**Aim:** Pick up the devotional readings below where they stop and carry them on.

**Provided passage:**
It is encouraging to the Lord’s people as they are from time to time placed in similar circumstances of trial, exercise, perplexity, sorrow or distress with Jacob, to see the blessed result of his wrestling with the angel. He crosses the ford of Jabbok all weakness; he recrosses it all strength. He leaves his family, and wrestles alone, a fainting Jacob; he returns to them a prevailing Israel. He goes to the Lord in an agony of doubt and alarm, fearing every moment lest he and all that was dear to him should be swept off from the face of the earth; he returns with the Lord’s blessing in his soul, with the light of the Lord’s countenance lifted up upon him.

And is not this instance recorded for the instruction and consolation of the Lord’s living family? Are they not from time to time in circumstances experimentally which resemble Jacob’s circumstances literally? Have they not similar difficulties and similar necessities? And does not the Lord from time to time raise up in their heart the same faith to lay hold? the same importunity to keep hold? And shall He who gave Jacob such a merciful deliverance—shall He who has recorded in his holy word this remarkable event in Jacob’s life for the edification and instruction of his people in all times—hear Jacob, and not hear them? It is derogatory to the sympathising “Man of Sorrows;” it is treason against the Majesty of heaven to believe, that a child of God in similar circumstances can go to the Lord in a similar way and not get a similar blessing.

J. C. Philpot 1802-1869

10th May

“Every one that loveth him that begat
loveth him also that is begotten of him.”
1 John 5:1

Where there is love to Jesus, there will be love to those who are his by redemption, his by regeneration, and his by personal possession. The more, too, that we see and the more that we know of the beauty and blessedness of the Lord of life and glory, the more we shall love his image as we behold it visibly marked in his dear people, and the more we shall cleave to them as being Christ’s with tender affection.

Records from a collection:
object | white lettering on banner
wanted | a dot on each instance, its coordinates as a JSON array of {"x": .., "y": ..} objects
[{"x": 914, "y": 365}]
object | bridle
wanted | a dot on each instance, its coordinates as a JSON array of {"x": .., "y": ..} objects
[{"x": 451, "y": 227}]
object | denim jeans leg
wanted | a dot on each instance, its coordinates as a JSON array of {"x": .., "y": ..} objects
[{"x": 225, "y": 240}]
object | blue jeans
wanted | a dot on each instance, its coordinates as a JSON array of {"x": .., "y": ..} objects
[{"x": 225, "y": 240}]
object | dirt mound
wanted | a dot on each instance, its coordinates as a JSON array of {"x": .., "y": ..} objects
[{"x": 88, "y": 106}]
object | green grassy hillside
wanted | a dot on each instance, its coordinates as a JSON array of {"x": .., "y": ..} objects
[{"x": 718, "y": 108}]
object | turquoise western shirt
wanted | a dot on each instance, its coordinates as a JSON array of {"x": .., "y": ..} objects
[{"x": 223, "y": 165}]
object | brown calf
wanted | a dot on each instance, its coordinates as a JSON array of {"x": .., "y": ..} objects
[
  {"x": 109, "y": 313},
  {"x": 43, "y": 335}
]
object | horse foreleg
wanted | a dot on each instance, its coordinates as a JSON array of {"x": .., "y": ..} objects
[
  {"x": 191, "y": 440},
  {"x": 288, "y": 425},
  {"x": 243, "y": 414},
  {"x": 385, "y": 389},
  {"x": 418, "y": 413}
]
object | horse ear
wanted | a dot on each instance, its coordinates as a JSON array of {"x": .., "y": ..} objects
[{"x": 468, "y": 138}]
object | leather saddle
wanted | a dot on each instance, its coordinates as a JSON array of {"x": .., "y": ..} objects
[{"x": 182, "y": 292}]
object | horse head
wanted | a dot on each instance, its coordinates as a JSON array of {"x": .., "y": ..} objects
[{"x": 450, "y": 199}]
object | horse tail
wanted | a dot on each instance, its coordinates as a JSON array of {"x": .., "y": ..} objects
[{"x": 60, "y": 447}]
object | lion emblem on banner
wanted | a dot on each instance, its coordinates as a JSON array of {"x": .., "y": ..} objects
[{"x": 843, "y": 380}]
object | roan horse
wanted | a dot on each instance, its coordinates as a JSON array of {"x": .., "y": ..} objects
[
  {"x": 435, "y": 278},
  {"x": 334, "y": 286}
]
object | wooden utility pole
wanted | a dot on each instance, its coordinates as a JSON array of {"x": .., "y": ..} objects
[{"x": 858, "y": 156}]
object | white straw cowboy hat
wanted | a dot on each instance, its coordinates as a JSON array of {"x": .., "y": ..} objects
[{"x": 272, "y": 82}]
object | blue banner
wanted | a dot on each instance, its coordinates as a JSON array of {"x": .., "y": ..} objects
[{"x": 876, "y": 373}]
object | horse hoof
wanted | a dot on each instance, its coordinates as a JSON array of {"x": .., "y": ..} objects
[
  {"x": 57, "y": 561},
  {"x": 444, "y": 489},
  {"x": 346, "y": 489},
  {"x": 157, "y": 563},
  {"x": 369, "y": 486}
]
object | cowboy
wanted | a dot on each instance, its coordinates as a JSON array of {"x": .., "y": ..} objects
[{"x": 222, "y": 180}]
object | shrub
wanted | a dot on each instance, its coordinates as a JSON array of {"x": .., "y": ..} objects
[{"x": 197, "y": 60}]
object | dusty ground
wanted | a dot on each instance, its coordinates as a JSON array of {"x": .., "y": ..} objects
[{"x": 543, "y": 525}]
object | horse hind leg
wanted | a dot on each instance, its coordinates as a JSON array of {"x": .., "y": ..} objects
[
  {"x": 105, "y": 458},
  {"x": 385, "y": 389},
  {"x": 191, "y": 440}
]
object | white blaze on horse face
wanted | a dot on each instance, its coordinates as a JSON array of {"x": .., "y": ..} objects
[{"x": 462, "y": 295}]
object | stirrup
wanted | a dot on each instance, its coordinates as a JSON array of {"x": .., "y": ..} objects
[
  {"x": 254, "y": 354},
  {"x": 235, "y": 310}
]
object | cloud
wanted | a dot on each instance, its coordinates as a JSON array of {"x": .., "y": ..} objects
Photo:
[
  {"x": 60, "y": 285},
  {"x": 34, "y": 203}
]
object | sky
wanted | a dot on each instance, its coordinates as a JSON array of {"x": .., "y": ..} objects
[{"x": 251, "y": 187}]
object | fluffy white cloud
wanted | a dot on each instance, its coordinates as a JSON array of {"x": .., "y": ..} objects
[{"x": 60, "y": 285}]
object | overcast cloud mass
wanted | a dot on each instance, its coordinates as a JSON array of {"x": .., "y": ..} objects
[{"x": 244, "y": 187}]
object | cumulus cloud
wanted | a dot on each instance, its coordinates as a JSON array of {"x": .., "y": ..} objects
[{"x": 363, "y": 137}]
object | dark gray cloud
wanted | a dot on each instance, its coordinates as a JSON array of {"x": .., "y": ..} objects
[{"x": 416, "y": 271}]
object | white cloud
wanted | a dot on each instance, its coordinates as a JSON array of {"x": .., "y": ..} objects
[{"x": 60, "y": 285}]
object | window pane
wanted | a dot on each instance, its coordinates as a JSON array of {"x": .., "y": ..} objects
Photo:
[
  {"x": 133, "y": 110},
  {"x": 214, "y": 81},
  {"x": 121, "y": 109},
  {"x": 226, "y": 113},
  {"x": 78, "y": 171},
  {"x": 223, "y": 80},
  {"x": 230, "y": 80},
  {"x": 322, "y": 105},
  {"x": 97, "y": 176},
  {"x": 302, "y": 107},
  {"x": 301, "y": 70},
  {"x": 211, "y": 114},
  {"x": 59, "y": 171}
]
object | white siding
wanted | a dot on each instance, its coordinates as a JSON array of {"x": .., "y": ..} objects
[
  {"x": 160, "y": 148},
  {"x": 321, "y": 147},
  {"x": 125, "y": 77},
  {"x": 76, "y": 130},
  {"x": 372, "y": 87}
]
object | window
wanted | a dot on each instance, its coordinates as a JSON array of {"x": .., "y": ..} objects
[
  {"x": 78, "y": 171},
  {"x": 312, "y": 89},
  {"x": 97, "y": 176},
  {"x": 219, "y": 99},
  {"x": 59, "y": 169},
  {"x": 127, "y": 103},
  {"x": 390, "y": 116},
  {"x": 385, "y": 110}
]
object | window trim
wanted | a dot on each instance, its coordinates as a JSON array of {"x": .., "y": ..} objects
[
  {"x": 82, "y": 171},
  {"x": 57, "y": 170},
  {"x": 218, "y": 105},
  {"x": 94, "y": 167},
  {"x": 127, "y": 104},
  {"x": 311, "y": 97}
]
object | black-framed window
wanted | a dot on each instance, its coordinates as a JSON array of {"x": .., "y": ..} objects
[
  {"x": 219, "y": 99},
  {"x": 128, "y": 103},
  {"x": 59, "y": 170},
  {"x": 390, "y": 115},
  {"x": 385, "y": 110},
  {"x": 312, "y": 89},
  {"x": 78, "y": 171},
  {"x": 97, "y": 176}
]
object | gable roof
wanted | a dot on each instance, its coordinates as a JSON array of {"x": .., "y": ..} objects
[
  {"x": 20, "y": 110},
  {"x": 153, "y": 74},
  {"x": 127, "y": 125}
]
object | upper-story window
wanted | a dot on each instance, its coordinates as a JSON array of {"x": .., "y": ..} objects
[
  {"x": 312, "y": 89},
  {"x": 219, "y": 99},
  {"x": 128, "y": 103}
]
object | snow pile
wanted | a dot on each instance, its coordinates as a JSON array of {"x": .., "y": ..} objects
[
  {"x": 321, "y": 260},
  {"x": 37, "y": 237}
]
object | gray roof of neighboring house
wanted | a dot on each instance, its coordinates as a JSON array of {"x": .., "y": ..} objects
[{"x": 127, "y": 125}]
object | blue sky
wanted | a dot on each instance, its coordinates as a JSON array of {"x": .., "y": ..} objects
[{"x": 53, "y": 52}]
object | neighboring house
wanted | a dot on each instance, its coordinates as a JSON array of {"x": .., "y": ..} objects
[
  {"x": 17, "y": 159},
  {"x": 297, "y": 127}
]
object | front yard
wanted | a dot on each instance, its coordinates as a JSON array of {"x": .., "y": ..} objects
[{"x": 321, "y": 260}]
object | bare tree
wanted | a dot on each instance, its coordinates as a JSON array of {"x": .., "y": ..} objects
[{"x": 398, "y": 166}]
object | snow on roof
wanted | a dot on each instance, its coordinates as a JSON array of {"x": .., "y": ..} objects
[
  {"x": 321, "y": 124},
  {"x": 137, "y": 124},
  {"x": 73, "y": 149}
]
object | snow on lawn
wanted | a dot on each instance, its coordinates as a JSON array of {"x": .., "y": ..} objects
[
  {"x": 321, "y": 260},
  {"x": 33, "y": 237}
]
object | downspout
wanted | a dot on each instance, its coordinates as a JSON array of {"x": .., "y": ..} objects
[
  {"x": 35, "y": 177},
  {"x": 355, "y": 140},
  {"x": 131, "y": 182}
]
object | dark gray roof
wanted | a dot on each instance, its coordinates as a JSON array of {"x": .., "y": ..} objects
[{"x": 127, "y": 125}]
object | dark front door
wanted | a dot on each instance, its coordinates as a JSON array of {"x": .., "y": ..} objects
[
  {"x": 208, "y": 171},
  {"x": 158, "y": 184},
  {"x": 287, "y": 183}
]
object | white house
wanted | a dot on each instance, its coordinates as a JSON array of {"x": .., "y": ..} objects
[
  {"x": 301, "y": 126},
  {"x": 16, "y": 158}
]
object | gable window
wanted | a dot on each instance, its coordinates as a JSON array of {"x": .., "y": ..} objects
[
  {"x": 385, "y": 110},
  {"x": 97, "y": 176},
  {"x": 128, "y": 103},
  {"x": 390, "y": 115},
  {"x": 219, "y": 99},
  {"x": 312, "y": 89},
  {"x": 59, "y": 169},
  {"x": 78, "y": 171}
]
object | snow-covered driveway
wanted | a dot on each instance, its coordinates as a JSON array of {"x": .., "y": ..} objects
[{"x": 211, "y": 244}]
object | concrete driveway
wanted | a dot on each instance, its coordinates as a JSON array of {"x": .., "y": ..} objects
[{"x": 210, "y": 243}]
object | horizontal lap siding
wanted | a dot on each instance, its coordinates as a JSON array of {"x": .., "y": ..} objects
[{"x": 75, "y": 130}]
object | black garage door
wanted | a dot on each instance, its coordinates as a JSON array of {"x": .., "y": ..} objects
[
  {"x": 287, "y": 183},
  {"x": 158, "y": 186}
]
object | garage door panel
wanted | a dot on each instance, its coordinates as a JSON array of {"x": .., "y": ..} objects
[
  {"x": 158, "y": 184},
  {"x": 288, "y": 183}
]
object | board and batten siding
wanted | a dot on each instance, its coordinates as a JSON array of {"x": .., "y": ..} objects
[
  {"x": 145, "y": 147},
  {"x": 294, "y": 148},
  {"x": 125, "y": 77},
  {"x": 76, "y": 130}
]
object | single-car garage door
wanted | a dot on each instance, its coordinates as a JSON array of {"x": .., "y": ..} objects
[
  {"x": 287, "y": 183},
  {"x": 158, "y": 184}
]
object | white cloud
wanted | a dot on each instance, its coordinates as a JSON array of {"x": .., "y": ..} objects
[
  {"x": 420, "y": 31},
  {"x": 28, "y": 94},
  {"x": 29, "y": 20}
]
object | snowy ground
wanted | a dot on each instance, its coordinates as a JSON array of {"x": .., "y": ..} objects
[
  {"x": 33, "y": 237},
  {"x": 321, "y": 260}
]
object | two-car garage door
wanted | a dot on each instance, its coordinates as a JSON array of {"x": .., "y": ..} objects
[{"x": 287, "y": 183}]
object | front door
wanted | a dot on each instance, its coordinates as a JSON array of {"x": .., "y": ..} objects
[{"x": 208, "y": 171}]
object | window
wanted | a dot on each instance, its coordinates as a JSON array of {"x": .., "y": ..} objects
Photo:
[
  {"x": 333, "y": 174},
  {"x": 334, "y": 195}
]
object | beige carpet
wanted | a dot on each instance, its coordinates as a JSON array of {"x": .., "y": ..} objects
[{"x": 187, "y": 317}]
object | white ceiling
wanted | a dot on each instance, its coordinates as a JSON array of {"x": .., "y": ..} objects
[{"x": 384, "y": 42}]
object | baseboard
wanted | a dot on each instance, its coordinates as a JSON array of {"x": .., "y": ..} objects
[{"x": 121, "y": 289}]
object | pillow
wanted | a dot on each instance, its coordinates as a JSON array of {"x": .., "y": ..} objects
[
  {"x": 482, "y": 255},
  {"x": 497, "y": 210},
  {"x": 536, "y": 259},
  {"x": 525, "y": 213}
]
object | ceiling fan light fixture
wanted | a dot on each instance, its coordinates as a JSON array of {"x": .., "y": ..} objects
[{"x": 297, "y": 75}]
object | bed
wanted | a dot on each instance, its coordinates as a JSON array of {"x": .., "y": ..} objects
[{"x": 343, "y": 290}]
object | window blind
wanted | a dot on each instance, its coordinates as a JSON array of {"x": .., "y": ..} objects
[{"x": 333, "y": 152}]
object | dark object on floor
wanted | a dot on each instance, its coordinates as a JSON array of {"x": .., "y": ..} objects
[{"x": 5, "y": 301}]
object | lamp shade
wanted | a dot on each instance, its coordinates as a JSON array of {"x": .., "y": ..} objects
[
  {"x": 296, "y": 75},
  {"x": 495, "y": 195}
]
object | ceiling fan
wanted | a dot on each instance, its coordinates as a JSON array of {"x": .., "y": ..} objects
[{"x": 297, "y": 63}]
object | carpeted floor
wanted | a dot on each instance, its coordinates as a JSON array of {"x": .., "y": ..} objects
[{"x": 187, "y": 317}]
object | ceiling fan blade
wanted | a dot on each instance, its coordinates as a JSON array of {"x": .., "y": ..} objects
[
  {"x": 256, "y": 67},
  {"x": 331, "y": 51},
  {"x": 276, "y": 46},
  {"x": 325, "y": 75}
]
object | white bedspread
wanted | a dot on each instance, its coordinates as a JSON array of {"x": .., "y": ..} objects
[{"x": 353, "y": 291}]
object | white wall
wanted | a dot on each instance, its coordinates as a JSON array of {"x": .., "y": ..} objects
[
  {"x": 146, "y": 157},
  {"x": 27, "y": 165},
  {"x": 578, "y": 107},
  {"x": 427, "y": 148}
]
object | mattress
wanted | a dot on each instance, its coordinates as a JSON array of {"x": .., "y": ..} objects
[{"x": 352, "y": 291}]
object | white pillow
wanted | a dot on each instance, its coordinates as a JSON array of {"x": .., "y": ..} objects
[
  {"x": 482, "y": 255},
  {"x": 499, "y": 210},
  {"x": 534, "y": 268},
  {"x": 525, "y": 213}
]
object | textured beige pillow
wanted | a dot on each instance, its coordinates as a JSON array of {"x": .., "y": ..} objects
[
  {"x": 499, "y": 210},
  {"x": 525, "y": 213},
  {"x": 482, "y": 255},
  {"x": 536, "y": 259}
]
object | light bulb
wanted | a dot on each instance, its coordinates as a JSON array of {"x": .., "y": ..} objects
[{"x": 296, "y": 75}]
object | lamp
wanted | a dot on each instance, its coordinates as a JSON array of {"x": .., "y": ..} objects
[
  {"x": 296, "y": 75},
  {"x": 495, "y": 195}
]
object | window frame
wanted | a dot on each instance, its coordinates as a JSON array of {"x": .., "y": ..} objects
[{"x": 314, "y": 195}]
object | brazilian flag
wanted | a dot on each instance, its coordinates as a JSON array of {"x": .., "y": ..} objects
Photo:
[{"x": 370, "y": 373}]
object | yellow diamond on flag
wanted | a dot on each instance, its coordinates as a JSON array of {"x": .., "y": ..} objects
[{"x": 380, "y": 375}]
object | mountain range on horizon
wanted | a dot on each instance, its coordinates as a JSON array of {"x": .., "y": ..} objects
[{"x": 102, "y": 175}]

**Reply:**
It is our dim, scanty, and imperfect knowledge of God the Father in his eternal love, and of the Lord Jesus Christ in his grace and glory, which leaves us so often cold, lifeless, and dead in our affections towards him; and with the declension of love towards the Head comes on decay of love towards his members. If there were more blessed revelations to our soul of the Person and work, grace and glory, beauty and blessedness of the Lord Jesus Christ, it is impossible but that we should more and more warmly and tenderly fall in love with him; for he is the most glorious object that the eyes of faith can see. He fills heaven with the resplendent beams of his glorious majesty; and has ravished the hearts of thousands of his dear family upon earth by the manifestations of his bleeding, dying love. So that if we love him not, it is because we know him not. If, then, to those who know him he makes himself precious, it is evident that just in proportion to our personal, spiritual, experimental knowledge of him will be our love to him.

J. C. Philpot 1802-1869

9th May

“Thou gavest also thy good Spirit to instruct them,
and withheldest not thy manna from their mouth,
and gavest them water for their thirst.”
Nehemiah 9:20

When we are thoroughly emptied of ourselves—when our knowledge is shewn to be ignorance, our wisdom folly, our righteousness filthy rags, and our strength weakness—then we begin to long after the teachings of the blessed Spirit. We must be purged and tried before we can value and receive the treasures of grace.

When we are well exercised and tried in our souls, then we begin to long after the teachings of the Holy Spirit, that he would shed abroad the love of God in our soul, visit and guide us, overshadow us with his holy presence, and drop into our hearts his secret unction.

Before we are brought here, we know not the personality of the Holy Ghost. We have no evidence in our conscience that he is God; we cannot worship and adore him as the Third Person in the blessed Godhead. But when we are brought to this spot, that we know nothing without his teaching, feel nothing without his giving, and are nothing without his making—this makes us pant and sigh after his teachings and leadings; and we are brought to wait in the posture of holy adoration and still quietness for the dew and unction of the Spirit to fall upon our conscience.

J. C. Philpot 1802-1869

8th May

“The substance of a diligent man is precious.”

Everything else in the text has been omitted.